▶ Task prompt
Extract every line of the rows below that contains the string "white".

▶ Material shown
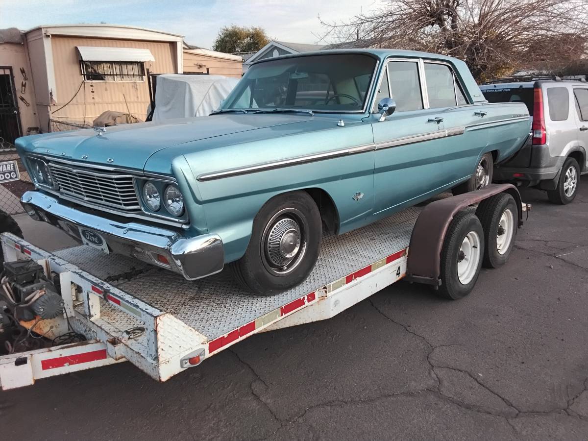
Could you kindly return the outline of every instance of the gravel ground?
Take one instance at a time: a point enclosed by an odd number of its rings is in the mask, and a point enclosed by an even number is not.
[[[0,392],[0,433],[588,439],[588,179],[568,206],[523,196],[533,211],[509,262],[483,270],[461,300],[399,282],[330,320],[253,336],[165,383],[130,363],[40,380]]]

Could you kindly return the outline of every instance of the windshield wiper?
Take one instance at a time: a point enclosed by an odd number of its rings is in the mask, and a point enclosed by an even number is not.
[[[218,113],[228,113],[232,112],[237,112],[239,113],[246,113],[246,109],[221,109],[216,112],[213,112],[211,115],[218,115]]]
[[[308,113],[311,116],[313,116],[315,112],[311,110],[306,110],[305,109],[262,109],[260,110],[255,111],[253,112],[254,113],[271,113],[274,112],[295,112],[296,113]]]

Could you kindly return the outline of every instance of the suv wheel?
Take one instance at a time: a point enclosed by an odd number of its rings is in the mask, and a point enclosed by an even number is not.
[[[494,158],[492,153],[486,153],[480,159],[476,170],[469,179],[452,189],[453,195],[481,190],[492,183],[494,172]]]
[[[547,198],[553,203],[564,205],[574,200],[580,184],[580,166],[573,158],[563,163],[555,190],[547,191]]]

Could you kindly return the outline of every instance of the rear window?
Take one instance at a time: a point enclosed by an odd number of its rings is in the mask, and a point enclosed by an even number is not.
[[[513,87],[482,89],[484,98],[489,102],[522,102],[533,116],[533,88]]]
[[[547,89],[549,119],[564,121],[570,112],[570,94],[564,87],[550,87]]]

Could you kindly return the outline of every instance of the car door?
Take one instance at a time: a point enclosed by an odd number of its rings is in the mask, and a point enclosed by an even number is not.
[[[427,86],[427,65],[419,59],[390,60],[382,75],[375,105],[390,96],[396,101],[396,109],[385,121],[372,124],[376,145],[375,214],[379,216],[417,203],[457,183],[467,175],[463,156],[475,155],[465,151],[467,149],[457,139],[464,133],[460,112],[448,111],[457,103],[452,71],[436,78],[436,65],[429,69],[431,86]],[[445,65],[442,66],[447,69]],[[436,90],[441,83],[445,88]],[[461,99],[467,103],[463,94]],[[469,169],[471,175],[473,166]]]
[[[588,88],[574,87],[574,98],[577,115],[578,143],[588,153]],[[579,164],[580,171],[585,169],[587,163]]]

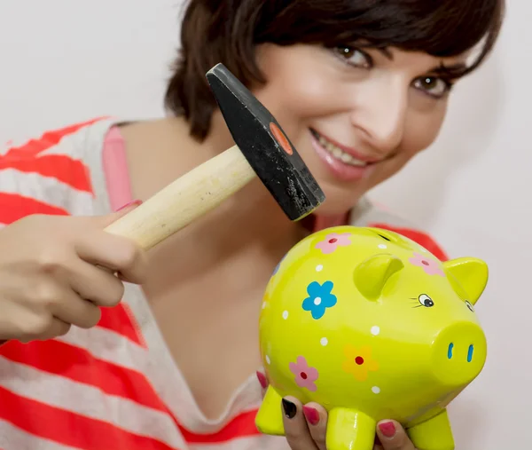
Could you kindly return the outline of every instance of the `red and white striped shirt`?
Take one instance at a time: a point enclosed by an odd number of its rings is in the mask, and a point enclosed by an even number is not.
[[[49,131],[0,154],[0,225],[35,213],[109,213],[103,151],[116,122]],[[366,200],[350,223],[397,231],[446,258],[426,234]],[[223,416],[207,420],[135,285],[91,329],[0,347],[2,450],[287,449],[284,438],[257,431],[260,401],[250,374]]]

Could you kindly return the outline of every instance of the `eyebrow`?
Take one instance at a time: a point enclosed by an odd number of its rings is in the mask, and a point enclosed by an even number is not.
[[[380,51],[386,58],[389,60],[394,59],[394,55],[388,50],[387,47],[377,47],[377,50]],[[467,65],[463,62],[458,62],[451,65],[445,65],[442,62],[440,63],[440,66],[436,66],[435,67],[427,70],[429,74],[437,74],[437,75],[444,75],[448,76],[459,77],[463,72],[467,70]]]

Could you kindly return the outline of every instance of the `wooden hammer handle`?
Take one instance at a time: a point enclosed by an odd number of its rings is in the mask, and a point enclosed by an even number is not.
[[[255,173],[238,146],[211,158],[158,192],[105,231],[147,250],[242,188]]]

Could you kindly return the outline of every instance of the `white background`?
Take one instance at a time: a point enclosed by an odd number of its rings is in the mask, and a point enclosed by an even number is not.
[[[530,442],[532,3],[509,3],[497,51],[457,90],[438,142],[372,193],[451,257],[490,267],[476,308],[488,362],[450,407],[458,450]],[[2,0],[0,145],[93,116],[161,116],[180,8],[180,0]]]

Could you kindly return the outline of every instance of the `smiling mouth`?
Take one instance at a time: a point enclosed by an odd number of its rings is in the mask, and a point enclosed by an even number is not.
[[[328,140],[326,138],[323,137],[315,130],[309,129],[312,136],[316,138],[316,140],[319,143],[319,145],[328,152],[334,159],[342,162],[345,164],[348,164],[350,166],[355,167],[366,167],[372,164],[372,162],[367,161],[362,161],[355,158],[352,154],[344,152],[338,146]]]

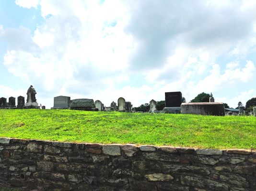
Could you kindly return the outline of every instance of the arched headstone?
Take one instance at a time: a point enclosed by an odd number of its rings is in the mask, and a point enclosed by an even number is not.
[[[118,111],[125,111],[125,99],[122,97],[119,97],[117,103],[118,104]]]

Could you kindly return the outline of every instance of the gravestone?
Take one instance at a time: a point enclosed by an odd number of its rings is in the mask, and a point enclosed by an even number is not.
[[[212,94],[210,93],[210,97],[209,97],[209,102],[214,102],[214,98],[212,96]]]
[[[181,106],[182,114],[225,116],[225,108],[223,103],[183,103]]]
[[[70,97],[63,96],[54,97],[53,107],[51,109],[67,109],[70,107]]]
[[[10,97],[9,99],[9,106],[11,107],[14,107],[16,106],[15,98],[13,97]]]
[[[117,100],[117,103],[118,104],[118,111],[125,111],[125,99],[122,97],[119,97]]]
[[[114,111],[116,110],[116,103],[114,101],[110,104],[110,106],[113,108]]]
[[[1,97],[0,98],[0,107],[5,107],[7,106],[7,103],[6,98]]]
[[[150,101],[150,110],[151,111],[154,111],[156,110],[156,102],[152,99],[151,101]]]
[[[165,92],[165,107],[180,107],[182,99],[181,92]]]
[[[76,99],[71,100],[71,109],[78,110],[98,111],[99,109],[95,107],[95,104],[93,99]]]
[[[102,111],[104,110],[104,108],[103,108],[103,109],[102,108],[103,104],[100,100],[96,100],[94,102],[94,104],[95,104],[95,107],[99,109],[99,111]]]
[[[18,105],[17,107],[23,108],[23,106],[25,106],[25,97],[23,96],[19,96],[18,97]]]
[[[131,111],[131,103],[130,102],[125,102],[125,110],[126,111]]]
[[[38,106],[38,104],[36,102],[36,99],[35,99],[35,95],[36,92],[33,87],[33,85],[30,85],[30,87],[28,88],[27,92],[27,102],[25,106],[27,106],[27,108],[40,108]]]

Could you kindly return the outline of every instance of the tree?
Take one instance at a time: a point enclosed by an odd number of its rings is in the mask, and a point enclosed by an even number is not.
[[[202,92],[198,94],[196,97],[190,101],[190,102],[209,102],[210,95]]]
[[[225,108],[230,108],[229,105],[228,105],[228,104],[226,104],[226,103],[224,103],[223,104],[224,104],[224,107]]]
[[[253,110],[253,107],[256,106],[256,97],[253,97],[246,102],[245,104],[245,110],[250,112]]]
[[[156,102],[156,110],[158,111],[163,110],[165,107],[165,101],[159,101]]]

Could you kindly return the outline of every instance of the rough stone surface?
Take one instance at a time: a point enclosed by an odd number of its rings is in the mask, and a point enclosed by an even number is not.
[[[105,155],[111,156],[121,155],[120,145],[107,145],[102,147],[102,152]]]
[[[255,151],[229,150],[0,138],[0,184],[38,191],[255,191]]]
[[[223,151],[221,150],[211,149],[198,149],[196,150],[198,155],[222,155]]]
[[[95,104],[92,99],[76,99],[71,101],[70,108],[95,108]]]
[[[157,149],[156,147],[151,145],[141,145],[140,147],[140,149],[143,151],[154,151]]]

▶ Task solution
Could you kindly return the outline of every instance of the `red and white striped shirt`?
Could you kindly return the outline of every instance of the `white background`?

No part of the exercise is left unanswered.